◆ Passage:
[Start of Attachment]

Career Explore Launches CNA Lab


Kay Landon

Senior Kenneth Godoy speaks to a district official on opening day of the lab.

Matthew Dragani, Co-Editor in Chief

For many students, sorting through career goals and future plans can seem like an immense and confusing process.

Thankfully, programs like Career Explore here at Wheat Ridge High school can help students in the program by providing hands on experiences in different career fields and offering a glimpse at the real and sometimes less appealing aspects of a potential job that may help a student make a choice. These students learn about the healthcare field, hospitality field, or the construction industry.

Certified Nursing Assistant (CNA) classes are the most recent addition to the program, allowing students to enroll in courses and an internship providing both high and college credit from Red Rocks Community College. The course is led by Elerie Archer, who has taught nursing classes for a year and a half in the community college system, and Career Explore leader Jane Johnson. The courses began on Jan. 28 of this year, using equipment and supplies donated from Vivage Senior nursing home and purchasing the rest through monetary donations.

 To join the exclusive 12 week program, which currently has only 10 students, all the applicant had to take and pass was an ACCUPLACER exam to be admitted. Alongside the regular classes, the curriculum includes an internship, in which the students observe nurses help with senior living at the Wheatridge Manor Care Center. The final test at the end of the course includes a 32-hour clinical experience, encompassing several seven-to-eight hour days where students are responsible for feeding, dressing, and taking the vitals, alongside other duties.

To Archer, the benefits of the program are far-reaching. “I think it’s important because it really gives them a skill that they can profit off of for a lifetime… And it gives back to the community in terms of economic resources because they’re working and contributing,” she said.

This work can also give students a look into the unseemly bits of nursing “It gives students an opportunity to see if they really want to be a nurse, because it can be glamorized on TV a lot but if you find out you don’t like blood, well that may be a big thing because you’ll be dealing with blood.”  Archer said.

[End of Attachment]

◆ Tasks and exercises:
1 - Answer these questions about the CNA lab article:
(a) On what date did the CNA courses begin?
(b) How many students are currently in the 12 week program?
(c) How many hours long is the clinical experience in the final test?
2 - Can you update the CNA lab article by giving it again from "Certified Nursing Assistant" through "through monetary donations.", with "donated" replaced by "given"?
3 - What comes next in the CNA lab article? Write a continuation that starts after its final sentence.

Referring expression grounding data
[Start of Attachment]

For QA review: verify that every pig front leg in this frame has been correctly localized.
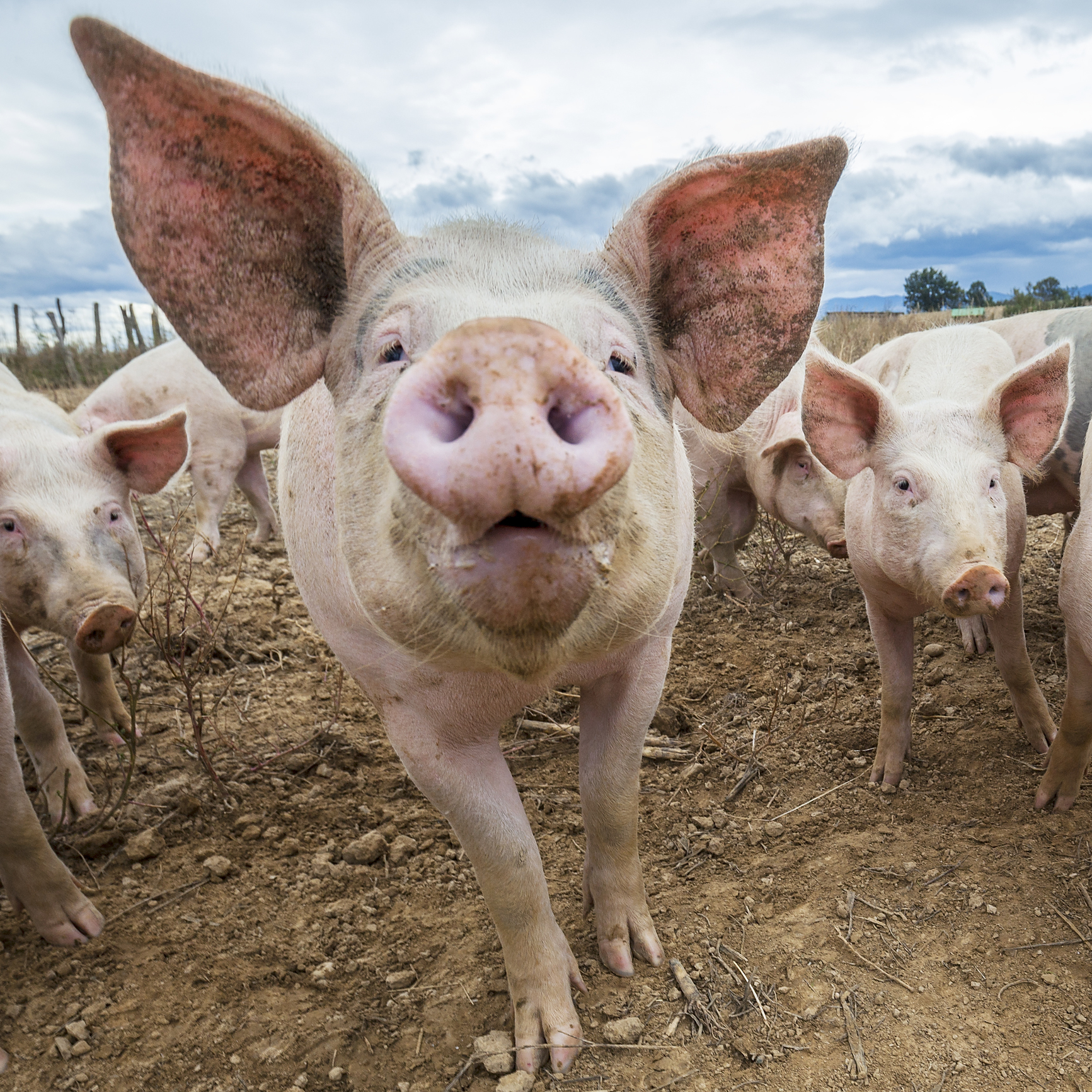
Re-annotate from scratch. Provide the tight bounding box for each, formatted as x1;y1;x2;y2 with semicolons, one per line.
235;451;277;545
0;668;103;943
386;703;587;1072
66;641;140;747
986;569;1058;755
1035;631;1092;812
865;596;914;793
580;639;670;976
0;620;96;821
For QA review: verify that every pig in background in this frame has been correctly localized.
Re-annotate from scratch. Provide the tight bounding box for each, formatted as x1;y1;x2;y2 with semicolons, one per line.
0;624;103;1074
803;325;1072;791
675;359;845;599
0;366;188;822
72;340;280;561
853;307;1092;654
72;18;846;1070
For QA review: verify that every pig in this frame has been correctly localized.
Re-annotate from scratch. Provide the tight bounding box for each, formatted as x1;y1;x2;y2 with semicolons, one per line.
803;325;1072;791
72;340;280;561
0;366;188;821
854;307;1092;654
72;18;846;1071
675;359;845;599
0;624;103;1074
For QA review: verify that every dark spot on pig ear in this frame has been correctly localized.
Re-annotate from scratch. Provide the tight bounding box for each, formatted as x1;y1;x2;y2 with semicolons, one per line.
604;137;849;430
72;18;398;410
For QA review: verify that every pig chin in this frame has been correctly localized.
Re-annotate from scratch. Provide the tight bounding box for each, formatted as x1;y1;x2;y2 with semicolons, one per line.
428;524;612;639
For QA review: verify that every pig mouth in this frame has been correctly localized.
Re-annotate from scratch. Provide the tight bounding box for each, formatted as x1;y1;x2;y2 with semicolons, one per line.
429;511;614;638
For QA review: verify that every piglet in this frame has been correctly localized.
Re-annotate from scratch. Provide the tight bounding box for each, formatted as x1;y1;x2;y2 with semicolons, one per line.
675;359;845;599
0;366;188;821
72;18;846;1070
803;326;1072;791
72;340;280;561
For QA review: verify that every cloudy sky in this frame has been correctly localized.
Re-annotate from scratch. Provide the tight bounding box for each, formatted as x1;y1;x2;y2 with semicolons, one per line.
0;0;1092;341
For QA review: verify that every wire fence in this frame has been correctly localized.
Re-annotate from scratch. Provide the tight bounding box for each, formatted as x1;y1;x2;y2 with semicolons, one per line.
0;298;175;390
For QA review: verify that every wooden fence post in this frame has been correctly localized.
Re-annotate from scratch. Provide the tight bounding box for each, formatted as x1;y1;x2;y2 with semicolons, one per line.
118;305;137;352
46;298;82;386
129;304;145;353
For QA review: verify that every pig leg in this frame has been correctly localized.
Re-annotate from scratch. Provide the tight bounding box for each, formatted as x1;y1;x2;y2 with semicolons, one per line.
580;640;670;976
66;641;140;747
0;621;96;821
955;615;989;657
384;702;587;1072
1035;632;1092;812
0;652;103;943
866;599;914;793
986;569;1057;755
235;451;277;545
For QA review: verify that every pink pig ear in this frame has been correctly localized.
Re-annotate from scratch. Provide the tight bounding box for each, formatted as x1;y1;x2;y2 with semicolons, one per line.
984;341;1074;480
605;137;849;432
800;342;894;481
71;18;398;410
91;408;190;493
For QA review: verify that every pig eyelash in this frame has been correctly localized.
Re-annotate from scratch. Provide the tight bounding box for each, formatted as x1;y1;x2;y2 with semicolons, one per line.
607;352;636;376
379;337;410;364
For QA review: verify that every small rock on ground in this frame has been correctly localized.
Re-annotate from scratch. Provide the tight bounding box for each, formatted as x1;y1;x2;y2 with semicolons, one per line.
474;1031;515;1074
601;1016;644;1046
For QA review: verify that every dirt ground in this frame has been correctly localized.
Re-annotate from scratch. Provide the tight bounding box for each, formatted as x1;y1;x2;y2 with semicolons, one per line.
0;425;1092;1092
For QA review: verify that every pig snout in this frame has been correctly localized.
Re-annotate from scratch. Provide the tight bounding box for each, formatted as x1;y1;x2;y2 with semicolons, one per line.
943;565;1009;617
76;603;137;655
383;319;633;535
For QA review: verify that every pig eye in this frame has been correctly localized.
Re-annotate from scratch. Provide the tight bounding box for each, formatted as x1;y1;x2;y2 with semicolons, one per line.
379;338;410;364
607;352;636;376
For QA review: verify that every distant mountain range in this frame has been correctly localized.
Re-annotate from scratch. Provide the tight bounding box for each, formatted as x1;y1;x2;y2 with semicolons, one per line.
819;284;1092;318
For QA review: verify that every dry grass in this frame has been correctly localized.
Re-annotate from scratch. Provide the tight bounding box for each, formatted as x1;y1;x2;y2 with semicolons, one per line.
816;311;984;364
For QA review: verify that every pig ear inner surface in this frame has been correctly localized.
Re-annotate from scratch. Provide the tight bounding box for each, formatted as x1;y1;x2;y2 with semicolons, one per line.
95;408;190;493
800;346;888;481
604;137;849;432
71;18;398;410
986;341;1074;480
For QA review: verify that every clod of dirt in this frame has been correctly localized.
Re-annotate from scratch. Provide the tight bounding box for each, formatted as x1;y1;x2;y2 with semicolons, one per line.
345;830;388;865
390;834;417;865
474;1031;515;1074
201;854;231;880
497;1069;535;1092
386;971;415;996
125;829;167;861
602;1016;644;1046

[End of Attachment]

◆ Set of answers:
1 -
(a) Jan. 28 of this year
(b) 10
(c) 32 hours

2 -
Certified Nursing Assistant (CNA) classes are the most recent addition to the program, allowing students to enroll in courses and an internship providing both high and college credit from Red Rocks Community College. The course is led by Elerie Archer, who has taught nursing classes for a year and a half in the community college system, and Career Explore leader Jane Johnson. The courses began on Jan. 28 of this year, using equipment and supplies given from Vivage Senior nursing home and purchasing the rest through monetary donations.

3 -
“It’s a good experience for them to see if senior living is something they’re interested in doing. It’s a good experience to get when they’re 17 and 18 years old instead of spending a lot of money when you’re 22 or 23,” Ms. Johnson remarked, “They get this great exposure now and see where they want to go with it.” While it’s apparent that both these teachers see a large benefit this course contributes, the students are singing its praises as well.

When asked about her experience,  junior Alexis Martinez said, “It’s really good because it’s something you get for free, but to get it outside of high school would be expensive.”  “It definitely helps out people who don’t like typical school, It really saves a lot of kids, there’s been many kids who wouldn’t be graduating right now if it wasn’t for the [Career Explore] program in general.” chimed in senior Kenneth Godoy.

Many students like to complain that what they learn in school doesn’t apply to real life or any future career. That may be true for some classes; however, this CNA nursing program is offering students to learn not only in a classroom environment fitted with dummies and medical equipment, but they also get to experience what they learn in class during their internships, directly applying what they had just learned.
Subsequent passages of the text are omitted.